### What the exercise asks
Reproduce exactly the lines from the line containing "like [174, 304]." through the end of the records below, including both ends, and nothing else.

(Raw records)

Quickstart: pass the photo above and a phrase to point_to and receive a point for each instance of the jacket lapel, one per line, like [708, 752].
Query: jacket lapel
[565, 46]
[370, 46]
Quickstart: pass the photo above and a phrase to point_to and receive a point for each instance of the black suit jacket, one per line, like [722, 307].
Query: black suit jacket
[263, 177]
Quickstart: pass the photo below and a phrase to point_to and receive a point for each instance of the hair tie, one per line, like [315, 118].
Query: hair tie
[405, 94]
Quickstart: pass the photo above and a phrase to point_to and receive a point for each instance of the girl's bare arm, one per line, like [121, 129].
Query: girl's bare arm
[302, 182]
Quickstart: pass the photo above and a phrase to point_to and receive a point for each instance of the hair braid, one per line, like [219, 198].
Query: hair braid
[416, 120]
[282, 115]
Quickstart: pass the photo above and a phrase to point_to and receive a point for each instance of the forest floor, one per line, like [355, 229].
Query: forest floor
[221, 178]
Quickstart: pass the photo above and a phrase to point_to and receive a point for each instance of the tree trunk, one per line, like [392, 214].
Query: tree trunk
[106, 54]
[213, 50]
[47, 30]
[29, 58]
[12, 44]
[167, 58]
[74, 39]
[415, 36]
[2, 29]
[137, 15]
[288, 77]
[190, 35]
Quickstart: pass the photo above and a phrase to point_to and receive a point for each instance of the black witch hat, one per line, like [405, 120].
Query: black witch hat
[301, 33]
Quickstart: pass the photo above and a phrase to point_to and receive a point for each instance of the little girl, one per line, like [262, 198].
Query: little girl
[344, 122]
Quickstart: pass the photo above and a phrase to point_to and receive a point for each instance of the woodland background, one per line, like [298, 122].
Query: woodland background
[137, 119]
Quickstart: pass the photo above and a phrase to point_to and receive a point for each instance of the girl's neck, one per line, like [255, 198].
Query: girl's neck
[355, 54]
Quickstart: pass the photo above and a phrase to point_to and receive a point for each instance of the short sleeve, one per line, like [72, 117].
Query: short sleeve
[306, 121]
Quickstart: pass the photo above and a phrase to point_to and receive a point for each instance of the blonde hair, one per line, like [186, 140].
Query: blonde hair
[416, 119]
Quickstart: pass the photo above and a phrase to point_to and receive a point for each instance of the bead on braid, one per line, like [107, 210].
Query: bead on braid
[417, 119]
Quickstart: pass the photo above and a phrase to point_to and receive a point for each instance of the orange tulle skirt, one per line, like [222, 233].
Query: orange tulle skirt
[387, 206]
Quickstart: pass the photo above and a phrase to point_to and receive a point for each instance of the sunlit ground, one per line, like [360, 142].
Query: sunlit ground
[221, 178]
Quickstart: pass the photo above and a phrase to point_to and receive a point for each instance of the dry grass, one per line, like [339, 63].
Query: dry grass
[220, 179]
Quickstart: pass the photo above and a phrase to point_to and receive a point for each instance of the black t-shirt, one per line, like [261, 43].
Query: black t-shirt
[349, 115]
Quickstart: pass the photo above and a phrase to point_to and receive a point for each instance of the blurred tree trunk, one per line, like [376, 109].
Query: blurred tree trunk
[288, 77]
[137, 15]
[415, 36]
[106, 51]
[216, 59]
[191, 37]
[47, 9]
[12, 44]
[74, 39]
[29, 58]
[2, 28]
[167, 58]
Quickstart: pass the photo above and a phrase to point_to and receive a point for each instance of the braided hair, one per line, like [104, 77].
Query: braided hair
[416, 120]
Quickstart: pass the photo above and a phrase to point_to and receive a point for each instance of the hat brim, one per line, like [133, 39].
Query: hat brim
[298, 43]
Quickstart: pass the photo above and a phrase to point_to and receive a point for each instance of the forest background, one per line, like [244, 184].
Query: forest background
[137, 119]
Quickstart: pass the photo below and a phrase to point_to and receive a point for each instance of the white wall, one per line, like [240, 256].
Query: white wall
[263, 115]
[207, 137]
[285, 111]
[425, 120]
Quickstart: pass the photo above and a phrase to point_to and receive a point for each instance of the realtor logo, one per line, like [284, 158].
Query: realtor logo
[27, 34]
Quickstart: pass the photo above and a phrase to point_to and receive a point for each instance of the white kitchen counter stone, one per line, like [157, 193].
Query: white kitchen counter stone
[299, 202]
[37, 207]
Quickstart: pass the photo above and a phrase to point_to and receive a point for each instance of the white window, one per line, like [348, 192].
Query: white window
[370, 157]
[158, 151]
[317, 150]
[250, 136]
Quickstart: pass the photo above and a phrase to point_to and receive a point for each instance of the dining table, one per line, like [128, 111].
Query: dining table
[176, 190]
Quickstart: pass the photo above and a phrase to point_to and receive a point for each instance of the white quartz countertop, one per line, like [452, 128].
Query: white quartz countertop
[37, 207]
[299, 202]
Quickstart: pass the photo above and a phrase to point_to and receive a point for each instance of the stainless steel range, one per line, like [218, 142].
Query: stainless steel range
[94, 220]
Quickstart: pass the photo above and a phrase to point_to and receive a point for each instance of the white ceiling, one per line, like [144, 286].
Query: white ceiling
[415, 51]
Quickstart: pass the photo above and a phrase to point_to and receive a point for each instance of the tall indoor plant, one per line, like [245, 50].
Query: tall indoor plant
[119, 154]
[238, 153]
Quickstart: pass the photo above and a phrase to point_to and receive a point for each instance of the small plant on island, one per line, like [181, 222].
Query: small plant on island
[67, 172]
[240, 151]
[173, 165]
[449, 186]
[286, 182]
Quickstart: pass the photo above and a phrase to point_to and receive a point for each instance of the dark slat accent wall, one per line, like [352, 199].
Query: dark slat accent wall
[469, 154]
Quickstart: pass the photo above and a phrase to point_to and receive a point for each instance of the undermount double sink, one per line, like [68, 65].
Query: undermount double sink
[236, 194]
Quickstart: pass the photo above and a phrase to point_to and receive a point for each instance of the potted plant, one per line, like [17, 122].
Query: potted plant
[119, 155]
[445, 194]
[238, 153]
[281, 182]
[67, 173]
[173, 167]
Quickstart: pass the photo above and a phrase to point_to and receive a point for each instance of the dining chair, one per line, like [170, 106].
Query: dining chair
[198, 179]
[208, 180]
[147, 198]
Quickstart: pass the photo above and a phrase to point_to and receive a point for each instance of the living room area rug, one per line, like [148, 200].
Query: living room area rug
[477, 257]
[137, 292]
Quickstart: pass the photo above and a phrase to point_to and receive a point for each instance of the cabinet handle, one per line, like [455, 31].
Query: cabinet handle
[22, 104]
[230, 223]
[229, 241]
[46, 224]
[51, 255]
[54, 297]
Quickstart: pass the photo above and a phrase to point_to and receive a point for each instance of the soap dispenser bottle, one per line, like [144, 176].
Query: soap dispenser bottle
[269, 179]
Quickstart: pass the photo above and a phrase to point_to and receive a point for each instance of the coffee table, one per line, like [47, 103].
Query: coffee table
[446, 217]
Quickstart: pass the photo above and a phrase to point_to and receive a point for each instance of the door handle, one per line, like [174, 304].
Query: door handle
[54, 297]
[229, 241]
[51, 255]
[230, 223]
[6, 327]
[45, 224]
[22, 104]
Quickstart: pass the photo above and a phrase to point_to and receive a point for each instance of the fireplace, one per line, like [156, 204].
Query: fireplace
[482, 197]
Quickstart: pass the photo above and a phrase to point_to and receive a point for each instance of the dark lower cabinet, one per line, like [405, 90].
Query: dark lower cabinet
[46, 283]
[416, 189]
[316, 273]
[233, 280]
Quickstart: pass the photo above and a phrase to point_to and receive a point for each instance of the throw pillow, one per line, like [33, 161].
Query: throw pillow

### Result of the exercise
Quickstart: pass the photo above and a phrase to point_to and receive a point for each instance of the door handle, one per line, like [174, 304].
Query: door handle
[54, 297]
[229, 241]
[51, 255]
[230, 223]
[6, 327]
[45, 224]
[22, 104]
Quickstart: pass the photo above and a phrase to point_to and receive a point for each instance of the fireplace, one per line, like [156, 204].
Query: fireplace
[482, 197]
Quickstart: pass the photo above and a phrase to point_to and receive a point for each instance of the dark lower cabinet, one per line, like [405, 90].
Query: dark lower cabinet
[46, 283]
[416, 189]
[316, 273]
[233, 280]
Quickstart: pass the photo above and a phrase to point_to and receive a point for each instance of the throw pillow, one per line, like [33, 161].
Query: throw pillow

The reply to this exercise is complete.